What this task involves
Gather every line in the items below that contains the word "When".

Point annotations for photos
──────────

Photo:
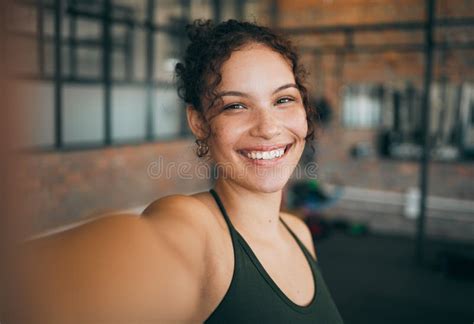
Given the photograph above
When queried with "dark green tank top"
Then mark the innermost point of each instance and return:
(253, 296)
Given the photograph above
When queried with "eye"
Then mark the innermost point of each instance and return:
(284, 100)
(234, 106)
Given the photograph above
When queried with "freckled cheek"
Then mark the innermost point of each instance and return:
(297, 124)
(223, 137)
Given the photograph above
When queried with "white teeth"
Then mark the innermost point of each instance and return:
(266, 155)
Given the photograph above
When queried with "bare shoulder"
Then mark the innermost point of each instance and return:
(301, 230)
(179, 209)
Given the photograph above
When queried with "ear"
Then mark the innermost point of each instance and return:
(196, 122)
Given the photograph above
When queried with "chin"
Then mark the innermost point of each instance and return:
(265, 183)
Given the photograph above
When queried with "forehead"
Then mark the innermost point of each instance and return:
(255, 67)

──────────

Exercise result
When queried with "dark green tank top"
When queried with "eye"
When queried with "freckled cheek"
When queried with "white teeth"
When queried with "bare shoulder"
When queried with "ear"
When queried with "chin"
When queried with "forehead"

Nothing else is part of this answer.